## REQUIREMENT
Please pick out every line below that contains the string "target", and copy each one. Treat uppercase and lowercase as different.

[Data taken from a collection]
• • • •
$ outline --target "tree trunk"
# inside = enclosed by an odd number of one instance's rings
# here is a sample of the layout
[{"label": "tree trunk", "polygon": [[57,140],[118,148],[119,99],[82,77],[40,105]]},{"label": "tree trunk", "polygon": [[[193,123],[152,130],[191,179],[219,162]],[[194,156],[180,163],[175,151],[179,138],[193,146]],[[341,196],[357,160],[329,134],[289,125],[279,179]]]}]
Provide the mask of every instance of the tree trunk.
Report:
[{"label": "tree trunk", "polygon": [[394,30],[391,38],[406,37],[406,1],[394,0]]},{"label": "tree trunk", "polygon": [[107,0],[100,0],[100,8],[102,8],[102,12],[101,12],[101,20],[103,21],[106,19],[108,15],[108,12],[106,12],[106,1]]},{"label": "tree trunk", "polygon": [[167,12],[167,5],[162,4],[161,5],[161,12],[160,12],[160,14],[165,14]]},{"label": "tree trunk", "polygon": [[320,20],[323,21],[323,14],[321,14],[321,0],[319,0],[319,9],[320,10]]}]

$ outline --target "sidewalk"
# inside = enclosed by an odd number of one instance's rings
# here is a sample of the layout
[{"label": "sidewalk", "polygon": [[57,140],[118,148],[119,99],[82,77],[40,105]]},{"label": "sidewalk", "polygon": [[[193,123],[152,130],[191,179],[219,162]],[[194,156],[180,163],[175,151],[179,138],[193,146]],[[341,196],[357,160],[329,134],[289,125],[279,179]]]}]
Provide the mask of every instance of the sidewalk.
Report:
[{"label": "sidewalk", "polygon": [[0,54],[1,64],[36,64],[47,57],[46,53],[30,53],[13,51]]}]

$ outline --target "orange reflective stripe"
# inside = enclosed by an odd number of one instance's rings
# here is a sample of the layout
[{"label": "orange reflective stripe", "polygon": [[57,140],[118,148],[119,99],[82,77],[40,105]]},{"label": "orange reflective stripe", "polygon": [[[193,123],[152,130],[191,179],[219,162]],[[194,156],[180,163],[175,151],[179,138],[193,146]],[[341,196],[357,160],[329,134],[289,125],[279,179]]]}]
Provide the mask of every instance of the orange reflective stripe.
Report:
• • • •
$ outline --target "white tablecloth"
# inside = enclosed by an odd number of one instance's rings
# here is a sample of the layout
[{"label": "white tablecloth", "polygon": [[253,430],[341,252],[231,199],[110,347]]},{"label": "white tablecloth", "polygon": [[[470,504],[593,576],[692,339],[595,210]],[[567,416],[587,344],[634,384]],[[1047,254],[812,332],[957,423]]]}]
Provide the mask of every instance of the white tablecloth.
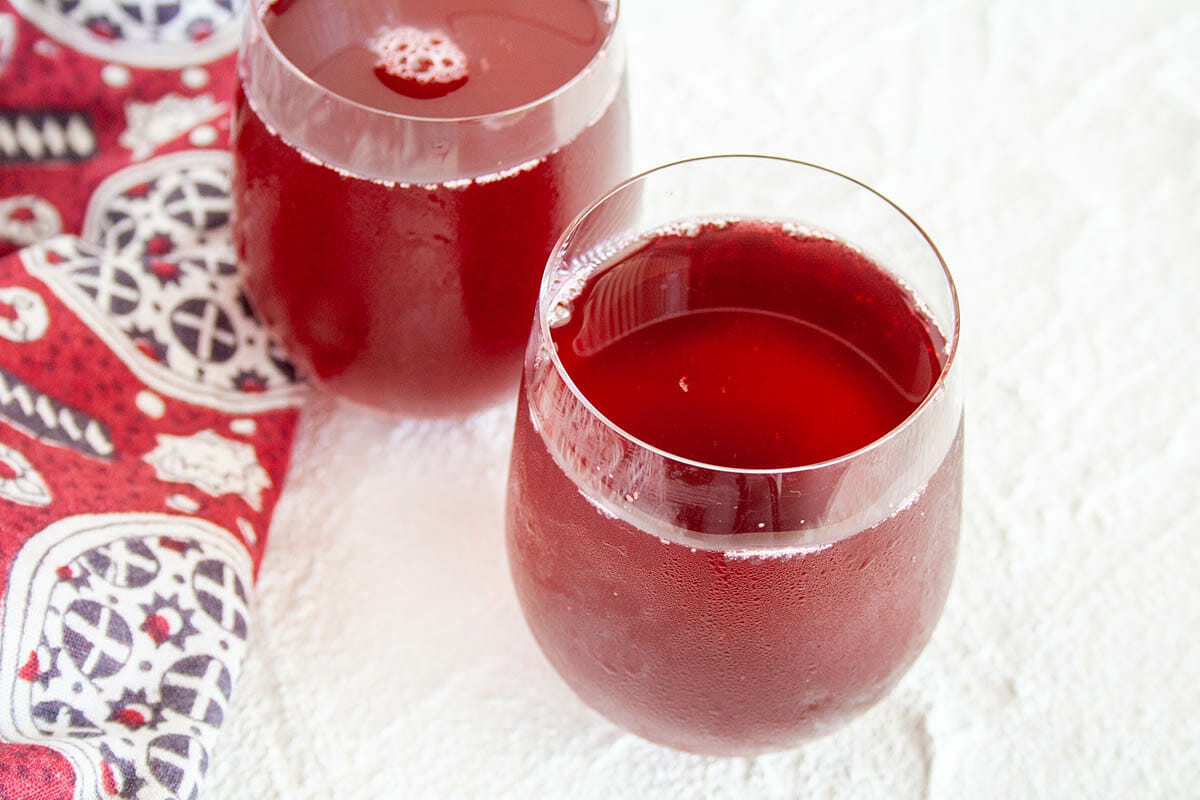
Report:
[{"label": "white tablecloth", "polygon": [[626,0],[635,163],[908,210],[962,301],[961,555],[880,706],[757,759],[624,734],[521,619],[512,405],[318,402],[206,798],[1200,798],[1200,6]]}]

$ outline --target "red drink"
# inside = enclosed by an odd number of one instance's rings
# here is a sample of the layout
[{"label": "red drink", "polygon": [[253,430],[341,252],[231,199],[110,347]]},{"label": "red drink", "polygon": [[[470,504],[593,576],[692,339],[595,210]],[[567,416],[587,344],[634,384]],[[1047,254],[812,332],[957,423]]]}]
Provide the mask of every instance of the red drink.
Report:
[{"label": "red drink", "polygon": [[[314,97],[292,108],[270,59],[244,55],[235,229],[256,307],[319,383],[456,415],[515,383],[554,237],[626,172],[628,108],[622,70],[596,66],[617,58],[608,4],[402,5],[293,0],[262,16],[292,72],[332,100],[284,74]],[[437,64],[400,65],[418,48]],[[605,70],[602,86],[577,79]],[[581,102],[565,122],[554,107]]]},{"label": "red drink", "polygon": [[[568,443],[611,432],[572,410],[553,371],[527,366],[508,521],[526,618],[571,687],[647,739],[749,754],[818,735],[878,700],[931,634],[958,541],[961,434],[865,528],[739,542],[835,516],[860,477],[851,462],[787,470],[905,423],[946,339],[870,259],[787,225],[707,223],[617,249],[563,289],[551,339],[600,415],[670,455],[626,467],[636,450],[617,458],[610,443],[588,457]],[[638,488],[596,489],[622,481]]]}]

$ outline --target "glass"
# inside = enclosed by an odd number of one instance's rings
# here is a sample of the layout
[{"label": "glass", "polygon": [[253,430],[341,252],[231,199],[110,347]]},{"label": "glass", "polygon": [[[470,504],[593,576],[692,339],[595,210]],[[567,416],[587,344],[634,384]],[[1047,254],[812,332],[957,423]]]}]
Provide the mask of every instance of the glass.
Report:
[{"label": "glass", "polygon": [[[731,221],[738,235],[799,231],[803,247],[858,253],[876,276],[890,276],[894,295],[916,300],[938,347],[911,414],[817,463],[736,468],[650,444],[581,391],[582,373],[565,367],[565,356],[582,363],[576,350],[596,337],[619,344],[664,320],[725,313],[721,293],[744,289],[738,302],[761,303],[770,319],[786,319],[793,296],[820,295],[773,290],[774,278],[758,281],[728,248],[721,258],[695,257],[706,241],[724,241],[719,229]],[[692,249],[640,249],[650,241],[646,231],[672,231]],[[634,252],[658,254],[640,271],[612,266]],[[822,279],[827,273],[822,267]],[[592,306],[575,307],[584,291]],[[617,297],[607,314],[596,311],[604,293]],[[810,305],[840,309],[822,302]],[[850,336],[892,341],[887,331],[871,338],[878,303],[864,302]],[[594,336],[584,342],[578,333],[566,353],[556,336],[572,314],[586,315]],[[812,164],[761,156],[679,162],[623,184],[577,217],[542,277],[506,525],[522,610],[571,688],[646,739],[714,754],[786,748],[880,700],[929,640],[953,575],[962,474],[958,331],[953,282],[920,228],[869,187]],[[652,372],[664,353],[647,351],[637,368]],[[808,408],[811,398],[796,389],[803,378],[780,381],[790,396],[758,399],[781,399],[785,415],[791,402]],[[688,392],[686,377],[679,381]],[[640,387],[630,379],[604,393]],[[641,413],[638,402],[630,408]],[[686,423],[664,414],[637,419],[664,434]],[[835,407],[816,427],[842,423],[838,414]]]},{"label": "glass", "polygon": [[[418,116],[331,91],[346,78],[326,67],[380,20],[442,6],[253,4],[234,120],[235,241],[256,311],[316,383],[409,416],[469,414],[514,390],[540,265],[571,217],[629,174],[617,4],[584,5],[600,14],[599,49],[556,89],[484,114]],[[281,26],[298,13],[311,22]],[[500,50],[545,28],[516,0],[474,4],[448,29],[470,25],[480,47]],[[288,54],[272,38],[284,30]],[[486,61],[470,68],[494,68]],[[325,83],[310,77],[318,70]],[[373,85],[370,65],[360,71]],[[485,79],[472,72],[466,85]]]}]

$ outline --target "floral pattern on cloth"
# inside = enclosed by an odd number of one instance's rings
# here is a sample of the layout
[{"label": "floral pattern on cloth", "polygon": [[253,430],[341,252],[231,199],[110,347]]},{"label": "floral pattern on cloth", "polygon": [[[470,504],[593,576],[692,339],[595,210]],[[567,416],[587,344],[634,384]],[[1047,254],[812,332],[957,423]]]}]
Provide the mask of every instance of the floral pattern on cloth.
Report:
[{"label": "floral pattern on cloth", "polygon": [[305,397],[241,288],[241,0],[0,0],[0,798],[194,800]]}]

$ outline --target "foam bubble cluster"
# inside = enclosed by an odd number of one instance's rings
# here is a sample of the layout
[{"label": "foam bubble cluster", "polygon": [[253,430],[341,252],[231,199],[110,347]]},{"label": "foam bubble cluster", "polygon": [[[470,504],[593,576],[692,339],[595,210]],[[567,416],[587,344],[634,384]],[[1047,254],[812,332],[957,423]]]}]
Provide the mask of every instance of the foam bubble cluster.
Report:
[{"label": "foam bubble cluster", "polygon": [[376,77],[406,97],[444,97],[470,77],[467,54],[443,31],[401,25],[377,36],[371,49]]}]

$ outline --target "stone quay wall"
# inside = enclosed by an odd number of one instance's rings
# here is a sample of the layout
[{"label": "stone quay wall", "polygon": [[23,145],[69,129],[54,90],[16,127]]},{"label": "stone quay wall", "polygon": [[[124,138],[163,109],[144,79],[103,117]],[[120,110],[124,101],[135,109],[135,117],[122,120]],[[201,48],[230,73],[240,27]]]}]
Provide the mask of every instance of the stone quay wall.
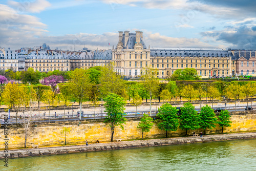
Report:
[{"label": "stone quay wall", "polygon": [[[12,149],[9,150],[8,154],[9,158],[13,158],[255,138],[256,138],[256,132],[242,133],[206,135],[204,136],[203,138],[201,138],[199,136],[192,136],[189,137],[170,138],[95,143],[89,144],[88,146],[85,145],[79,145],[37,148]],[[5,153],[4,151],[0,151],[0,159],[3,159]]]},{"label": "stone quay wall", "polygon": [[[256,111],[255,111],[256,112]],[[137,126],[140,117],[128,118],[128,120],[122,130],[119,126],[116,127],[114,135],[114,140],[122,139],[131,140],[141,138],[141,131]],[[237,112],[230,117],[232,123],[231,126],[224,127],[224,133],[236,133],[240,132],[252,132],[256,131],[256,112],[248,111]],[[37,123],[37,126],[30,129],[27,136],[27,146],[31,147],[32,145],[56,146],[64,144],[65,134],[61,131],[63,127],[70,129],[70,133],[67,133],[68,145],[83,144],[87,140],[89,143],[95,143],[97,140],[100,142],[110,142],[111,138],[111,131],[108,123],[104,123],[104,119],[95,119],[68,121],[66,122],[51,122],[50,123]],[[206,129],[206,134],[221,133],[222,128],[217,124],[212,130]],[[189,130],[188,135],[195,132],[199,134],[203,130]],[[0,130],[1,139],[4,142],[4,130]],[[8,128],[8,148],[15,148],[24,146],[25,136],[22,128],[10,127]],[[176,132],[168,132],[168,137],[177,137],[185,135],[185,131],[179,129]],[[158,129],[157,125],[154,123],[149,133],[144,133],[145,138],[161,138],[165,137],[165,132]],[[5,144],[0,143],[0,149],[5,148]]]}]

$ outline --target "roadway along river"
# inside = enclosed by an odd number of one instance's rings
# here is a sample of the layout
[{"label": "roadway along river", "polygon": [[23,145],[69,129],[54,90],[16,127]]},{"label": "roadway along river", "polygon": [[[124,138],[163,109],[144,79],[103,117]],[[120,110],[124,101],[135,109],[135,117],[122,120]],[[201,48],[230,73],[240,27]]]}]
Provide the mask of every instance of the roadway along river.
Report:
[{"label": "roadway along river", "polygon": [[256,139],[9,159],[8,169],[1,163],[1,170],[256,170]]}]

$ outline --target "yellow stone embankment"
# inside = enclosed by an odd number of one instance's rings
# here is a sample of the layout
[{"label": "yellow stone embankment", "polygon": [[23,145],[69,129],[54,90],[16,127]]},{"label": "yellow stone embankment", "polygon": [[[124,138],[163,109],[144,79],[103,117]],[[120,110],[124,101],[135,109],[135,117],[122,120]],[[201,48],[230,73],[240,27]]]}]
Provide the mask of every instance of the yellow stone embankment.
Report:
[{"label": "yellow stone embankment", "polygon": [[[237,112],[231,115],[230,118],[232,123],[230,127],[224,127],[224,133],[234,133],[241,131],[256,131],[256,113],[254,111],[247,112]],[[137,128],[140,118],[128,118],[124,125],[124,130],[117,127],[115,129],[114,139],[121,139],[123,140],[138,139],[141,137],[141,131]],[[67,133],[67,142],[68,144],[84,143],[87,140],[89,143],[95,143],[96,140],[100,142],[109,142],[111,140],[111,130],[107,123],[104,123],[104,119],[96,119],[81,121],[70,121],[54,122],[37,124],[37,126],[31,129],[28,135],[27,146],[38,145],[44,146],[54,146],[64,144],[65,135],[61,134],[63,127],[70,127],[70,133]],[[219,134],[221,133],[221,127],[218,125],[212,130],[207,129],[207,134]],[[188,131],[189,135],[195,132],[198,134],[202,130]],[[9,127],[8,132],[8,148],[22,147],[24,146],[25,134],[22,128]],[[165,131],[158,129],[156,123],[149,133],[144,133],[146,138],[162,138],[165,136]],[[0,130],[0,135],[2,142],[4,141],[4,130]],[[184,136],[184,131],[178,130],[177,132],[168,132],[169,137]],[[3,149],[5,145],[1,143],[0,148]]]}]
• • • •
## TASK ANSWER
$ outline --target "tree trunk"
$ outline --target "sidewalk"
$ outline --target "orange reflective stripe"
$ outline --target "white tablecloth"
$ outline --target "red drink"
$ outline --target "glass"
$ outline --target "floral pattern on cloth"
$ outline --target "foam bubble cluster"
$ outline --target "stone quay wall"
$ outline --target "roadway along river"
$ outline --target "yellow stone embankment"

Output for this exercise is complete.